ТЕКСТ СТРАНИЦЫ:
═══

В этой среде были люди, имевшие прямое отношение к дальнейшей истории страны, но были и свои злодеи: латинист Урбан, истинный шпион и мучитель. Гимназисты едва не взорвали его, подложив под крыльцо его дома пороховой заряд. Мина, по недостатку опыта, была сделана плохо и в нужный момент не сработала. Ее нашли, в городе прогремело целое дело о покушении на жизнь учителя. Урбану суждено было умереть своею смертью, но случилось это не скоро. В 1887 году он все еще трудился на педагогической ниве; и Чехов получал зловещие напоминания о нем: «У нас периодически повторяются самоубийства гимназистов. Вчера опять застрелился молодой человек 17 лет… которому бы только жить да жить. Говорят, Урбан… оскорбил его. Молодая, вспыльчивая натура не выдержала…»

О самоубийстве гимназиста, о нервных и впечатлительных душах Чехов писал (например, в рассказе «Володя»), но латиниста Урбана в мир своих персонажей все же не допустил, быть может, из-за художественной его несостоятельности и грубой уродливости. «Неужели такое бывает в жизни?» — спросили его однажды о тяжелой повести, написанной в поздние годы. Он ответил, что в жизни бывает еще и не то, но «не то» лежит за пределами художественности.

Впрочем, все это будет сказано и написано много лет спустя, когда гимназия и Таганрог станут далеким воспоминанием, лишь изредка возвращавшимся к Чехову в тревожных снах. А поздние сноски нарушают мерный ход биографического повествования, которое по сути своей тяготеет к последовательности, соразмерности и хронологическому порядку и не может опережать течение событий и забегать вперед. «Володя», «Моя жизнь», «Три года», «Человек в футляре», как и «Степь», как все, в чем угадываются отзвуки и образы гимназических впечатлений и Таганрога, написал не гимназист, а опытный и серьезный писатель, за плечами которого был университет, годы литературного труда и врачевания, человек, в котором невозможно было и узнать южанина и таганрогского уроженца — до такой степени он стал москвичом.

А гимназист — это гимназист; кроме уроков и домашних заданий, кроме увлечения литературой и театром, были еще ловля певчих птиц, море, рыбная ловля, путешествия в степь, домашние спектакли, в которых Чехову доставались роли главным образом комических старух, и еще многие иные радости и удовольствия, дозволенные и недозволенные — да, недозволенные тоже. Да и сама гимназия дала ему далеко не все, в чем он нуждался не то что для целой жизни, но просто для поступления в университет. У чеховской гимназии было два роковых недостатка: она была классической и провинциальной.

═══

ЧТО СДЕЛАТЬ:
1 > Ответьте по фрагменту о гимназических годах Чехова:
(a) Почему мина, подложенная гимназистами под крыльцо Урбана, не сработала?
(b) В каком рассказе, названном во фрагменте, Чехов писал о самоубийстве гимназиста?
(c) Какие два роковых недостатка были у чеховской гимназии?
2 > Подхватите фрагмент о гимназических годах Чехова после его последней фразы и продолжите его.

ИСХОДНЫЕ ДАННЫЕ:

═══

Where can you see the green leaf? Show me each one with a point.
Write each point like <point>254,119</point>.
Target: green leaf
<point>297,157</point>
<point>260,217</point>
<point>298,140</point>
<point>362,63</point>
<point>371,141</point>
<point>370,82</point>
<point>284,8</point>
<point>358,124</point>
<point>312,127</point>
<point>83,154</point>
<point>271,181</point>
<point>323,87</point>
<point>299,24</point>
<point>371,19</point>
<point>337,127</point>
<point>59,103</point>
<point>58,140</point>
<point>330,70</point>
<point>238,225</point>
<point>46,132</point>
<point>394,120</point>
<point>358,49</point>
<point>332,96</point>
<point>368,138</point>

═══

ОТВЕТЫ ПО ЗАДАНИЯМ:
1 >
(a) Из-за недостатка опыта мина была сделана плохо.
(b) В рассказе «Володя».
(c) Она была классической и провинциальной.

2 >
В ее программе не было ни химии, ни биологии, ни ботаники — ничего, что нужно было для поступления на медицинский факультет Московского университета, отбиравшего для себя «исключительных молодых людей», элиту всех выпусков гимназий и реальных училищ страны. На первых порах Чехову пришлось много читать и работать, у него почти не оставалось времени для литературного труда; мы склонны забывать об этом, и тогда получается, что в университете он занимался лишь юморесками для «Стрекозы», «Будильника» и «Осколков»…

Министр, посетивший гимназию, приказал вынести из учительской портрет Белинского; этим, судя по всему, можно было бы и ограничиться. Но затем из городской библиотеки были изъяты комплекты «Современника», «Отечественных записок» и «Русского слова», роман Герцена «Кто виноват?», все издания сочинений Белинского, и тут уже определенно чувствовался «местный колорит», то чрезмерное воодушевление, с каким провинция, пошли ее Богу молиться, расшибала от усердия лоб.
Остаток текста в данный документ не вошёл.